> _Texte fourni_:
○ ○ ○

Mais si la lettre d'observations adressée par l'URSSAF ne vous donne pas les clés pour comprendre, vérifier ou contester ces montants, alors la loi, la jurisprudence et le principe même du contradictoire deviennent vos meilleurs alliés.
C'est exactement ce qu'a rappelé le Tribunal judiciaire de Meaux : sans explications claires, sans bases de calcul précises, la solidarité financière ne peut pas tenir.
Le cadre légal applicable
L'article L. 242-1-2 du Code de la sécurité sociale, dans sa version applicable au litige, dispose :
"Pour le calcul des cotisations et contributions de sécurité sociale et par dérogation à l'article L. 242-1, les rémunérations qui ont été versées ou qui sont dues à un salarié en contrepartie d'un travail dissimulé au sens de l'article L. 324-10 du Code du travail sont, à défaut de preuve contraire, évaluées forfaitairement à six fois la rémunération mensuelle minimale définie à l'article L. 141-11 du même code en vigueur au moment du constat du délit de travail dissimulé. Ces rémunérations sont soumises à l'article L. 242-1-1 du présent code et sont réputées avoir été versées au cours du mois où le délit de travail dissimulé est constaté.
Sur la base des informations contenues dans les procès-verbaux de travail dissimulé qui leur sont transmis, les organismes de recouvrement mentionnés aux articles L. 213-1 et L. 752-1 du présent code procèdent au recouvrement des cotisations et contributions qui leur sont dues au titre des rémunérations évaluées conformément à l'alinéa précédent."
Les obligations de l’URSSAF dans la lettre d’observations
Selon l'article R. 243-59, alinéa 5, du Code de la sécurité sociale, dans sa rédaction applicable aux opérations de contrôle litigieuses, à l'issue du contrôle, les inspecteurs du recouvrement communiquent à l'employeur ou au travailleur indépendant un document daté et signé par eux mentionnant l'objet du contrôle, les documents consultés, la période vérifiée et la date de la fin du contrôle. Ce document mentionne, s'il y a lieu, les observations faites au cours du contrôle, assorties de l'indication de la nature, du mode de calcul et du montant des redressements envisagés.

○ ○ ○

> _Informations fournies_:

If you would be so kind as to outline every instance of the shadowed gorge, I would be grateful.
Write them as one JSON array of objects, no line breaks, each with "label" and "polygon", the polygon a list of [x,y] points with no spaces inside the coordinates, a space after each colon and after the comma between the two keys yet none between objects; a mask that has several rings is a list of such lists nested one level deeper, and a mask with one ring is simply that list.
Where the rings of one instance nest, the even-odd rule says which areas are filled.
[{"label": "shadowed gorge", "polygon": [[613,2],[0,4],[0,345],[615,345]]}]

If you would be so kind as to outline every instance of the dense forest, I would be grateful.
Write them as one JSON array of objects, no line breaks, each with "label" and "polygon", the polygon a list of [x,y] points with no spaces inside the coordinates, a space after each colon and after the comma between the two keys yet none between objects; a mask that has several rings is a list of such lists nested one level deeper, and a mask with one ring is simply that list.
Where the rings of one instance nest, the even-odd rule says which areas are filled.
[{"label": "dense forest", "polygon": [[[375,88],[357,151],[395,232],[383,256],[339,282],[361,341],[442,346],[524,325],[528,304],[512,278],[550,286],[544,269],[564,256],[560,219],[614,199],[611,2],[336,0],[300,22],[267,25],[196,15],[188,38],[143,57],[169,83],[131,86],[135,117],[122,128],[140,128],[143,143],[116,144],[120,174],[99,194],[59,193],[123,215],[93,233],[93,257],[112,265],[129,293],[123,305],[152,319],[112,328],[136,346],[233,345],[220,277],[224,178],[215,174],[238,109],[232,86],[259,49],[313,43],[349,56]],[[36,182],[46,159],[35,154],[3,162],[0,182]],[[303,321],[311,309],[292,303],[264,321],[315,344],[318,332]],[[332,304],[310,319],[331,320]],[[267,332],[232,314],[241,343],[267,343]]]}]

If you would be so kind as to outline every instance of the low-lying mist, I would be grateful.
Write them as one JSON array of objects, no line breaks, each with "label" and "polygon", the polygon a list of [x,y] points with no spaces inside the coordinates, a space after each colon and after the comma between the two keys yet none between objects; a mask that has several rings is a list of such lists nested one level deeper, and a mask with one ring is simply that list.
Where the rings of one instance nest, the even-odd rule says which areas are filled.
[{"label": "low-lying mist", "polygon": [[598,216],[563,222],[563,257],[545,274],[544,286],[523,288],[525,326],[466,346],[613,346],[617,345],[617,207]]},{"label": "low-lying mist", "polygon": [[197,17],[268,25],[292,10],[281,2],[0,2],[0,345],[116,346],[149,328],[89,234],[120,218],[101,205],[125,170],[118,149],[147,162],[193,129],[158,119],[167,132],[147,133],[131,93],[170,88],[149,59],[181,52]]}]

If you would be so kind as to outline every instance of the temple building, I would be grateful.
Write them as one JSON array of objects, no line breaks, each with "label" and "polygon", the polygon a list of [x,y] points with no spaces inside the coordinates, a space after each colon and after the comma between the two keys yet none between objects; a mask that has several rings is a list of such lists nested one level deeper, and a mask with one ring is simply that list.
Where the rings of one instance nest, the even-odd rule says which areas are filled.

○ ○ ○

> _Travail à faire_:
#1 Dans le texte sur le contrôle URSSAF, pourquoi le Tribunal judiciaire de Meaux estime-t-il que la solidarité financière ne peut pas tenir ? Répondez en une à trois phrases.
#2 Pouvez-vous citer le texte sur le contrôle URSSAF, depuis « Mais si la lettre » jusqu'à « peut pas tenir. » ?
#3 Pouvez-vous prolonger le texte sur le contrôle URSSAF à partir de sa dernière phrase ?
Les entrées forment un ensemble à part, indépendant du texte sur le contrôle URSSAF.

> _Réponses par tâche_:
#1 Le Tribunal judiciaire de Meaux estime que la solidarité financière ne peut pas tenir sans explications claires ni bases de calcul précises. C'est le cas lorsque la lettre d'observations de l'URSSAF ne donne pas les clés pour comprendre, vérifier ou contester les montants.

#2
Mais si la lettre d'observations adressée par l'URSSAF ne vous donne pas les clés pour comprendre, vérifier ou contester ces montants, alors la loi, la jurisprudence et le principe même du contradictoire deviennent vos meilleurs alliés.
C'est exactement ce qu'a rappelé le Tribunal judiciaire de Meaux : sans explications claires, sans bases de calcul précises, la solidarité financière ne peut pas tenir.

#3
La solidarité financière du donneur d’ordre
Comme rappelé précédemment, l'article L. 8222-2 du Code du travail édicte une solidarité financière du donneur d'ordre avec celui qui a fait l'objet d'un procès-verbal pour délit de travail dissimulé.
Dans la mise en œuvre de cette solidarité financière, si l'organisme de recouvrement n'est pas tenu de soumettre le donneur d'ordre au contrôle réglementairement aménagé pour le sous-traitant, auteur principal, il a en revanche pour obligation, avant la décision de redressement, d'exécuter les formalités assurant le respect du principe du contradictoire par l'envoi de la lettre d'observations au donneur d'ordre.
Dans le cadre de cet envoi, l'URSSAF n'est toutefois pas tenue de communiquer au donneur d'ordre la lettre d'observations préalablement envoyée au sous-traitant ni les documents comptables de l'entreprise ayant permis de chiffrer le montant du redressement (Civ. 2e, 13 octobre 2011, n° 10-19.389 et Civ. 2e, 10 décembre 2009, n° 09-12.173).
Le rôle du contradictoire dans la contestation
Saisi par le Conseil d'État d'une question prioritaire de constitutionnalité relative à la conformité du deuxième alinéa de l'article L. 8222-2 du Code du travail aux droits et libertés que la Constitution garantit, le Conseil constitutionnel a déclaré les dispositions contestées conformes à la Constitution, sous réserve que ces dispositions, sauf à méconnaître les exigences qui découlent de l'article 16 de la Déclaration de 1789, n'interdisent pas au donneur d'ordre de contester la régularité de la procédure, le bien-fondé et l'exigibilité des impôts, taxes et cotisations obligatoires ainsi que des pénalités et majorations y afférentes au paiement solidaire desquels il est tenu (Cons. const., 31 juillet 2015, n° 2015-479 QPC, cons. 14).
Il en résulte que le donneur d'ordre doit pouvoir invoquer, à l'appui de sa contestation de la solidarité financière, les irrégularités entachant le redressement opéré à l'encontre de son cocontractant du chef du travail dissimulé et, nécessairement, celles entachant le calcul du redressement opéré à son encontre.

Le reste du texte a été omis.